_Material for the task_
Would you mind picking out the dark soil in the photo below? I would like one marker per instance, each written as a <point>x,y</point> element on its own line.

...

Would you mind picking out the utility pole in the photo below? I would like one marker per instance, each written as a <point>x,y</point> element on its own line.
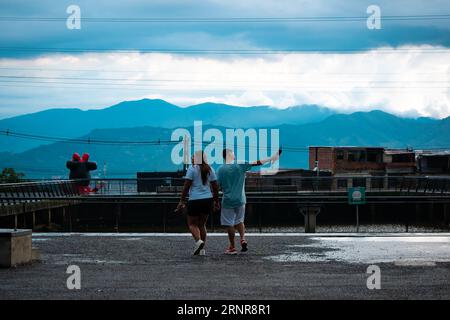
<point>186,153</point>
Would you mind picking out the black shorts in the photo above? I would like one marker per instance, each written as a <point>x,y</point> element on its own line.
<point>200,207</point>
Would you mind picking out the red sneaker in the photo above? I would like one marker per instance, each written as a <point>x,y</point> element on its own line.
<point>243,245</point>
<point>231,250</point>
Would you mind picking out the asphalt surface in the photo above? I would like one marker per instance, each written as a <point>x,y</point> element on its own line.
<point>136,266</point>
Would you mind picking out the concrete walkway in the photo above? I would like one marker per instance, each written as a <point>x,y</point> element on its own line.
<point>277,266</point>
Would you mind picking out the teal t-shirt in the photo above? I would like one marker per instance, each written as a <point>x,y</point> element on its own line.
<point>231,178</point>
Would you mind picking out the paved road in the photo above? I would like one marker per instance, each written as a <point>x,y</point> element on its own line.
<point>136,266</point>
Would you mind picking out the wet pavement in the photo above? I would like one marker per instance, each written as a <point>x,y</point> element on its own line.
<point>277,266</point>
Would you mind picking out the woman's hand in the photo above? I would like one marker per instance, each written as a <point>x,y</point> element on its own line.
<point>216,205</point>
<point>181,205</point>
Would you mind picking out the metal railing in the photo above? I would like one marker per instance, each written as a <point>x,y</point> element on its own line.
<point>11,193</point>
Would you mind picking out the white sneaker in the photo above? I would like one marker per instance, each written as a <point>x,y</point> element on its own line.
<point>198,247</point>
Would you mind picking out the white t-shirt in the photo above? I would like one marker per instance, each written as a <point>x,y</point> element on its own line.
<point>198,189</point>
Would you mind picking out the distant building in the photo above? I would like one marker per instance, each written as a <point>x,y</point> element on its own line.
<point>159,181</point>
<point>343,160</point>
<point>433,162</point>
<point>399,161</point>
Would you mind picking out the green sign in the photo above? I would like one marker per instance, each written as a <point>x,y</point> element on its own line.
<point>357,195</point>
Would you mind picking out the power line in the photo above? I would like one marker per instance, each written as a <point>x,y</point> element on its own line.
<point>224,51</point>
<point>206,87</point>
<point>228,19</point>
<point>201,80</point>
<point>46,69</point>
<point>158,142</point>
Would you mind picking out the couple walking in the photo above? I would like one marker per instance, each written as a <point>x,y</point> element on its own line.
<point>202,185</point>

...

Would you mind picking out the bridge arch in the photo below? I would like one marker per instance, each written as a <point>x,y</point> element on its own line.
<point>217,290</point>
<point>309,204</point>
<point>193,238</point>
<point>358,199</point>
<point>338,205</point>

_What is expected_
Repeat the listing verbatim from the line with "Would you mind picking out the metal" up to and including the line with "<point>399,161</point>".

_Written answer_
Would you mind picking out the metal railing in the photo above? I would like one marker per instance, each written as a <point>x,y</point> element on its own line.
<point>11,193</point>
Would you mind picking out the white sneaker in the photo above? I would like one marker per instance, each written as a <point>x,y</point> element on its own line.
<point>198,247</point>
Would you mind picking out the white t-shirt in the photo above? I would like one marker per instance, each written as a <point>x,y</point> element on its own line.
<point>198,189</point>
Would you mind picking out the distant building in the photo above? I would like one marker per instance, each written as a <point>x,y</point> element on its own line.
<point>159,181</point>
<point>343,160</point>
<point>433,162</point>
<point>399,161</point>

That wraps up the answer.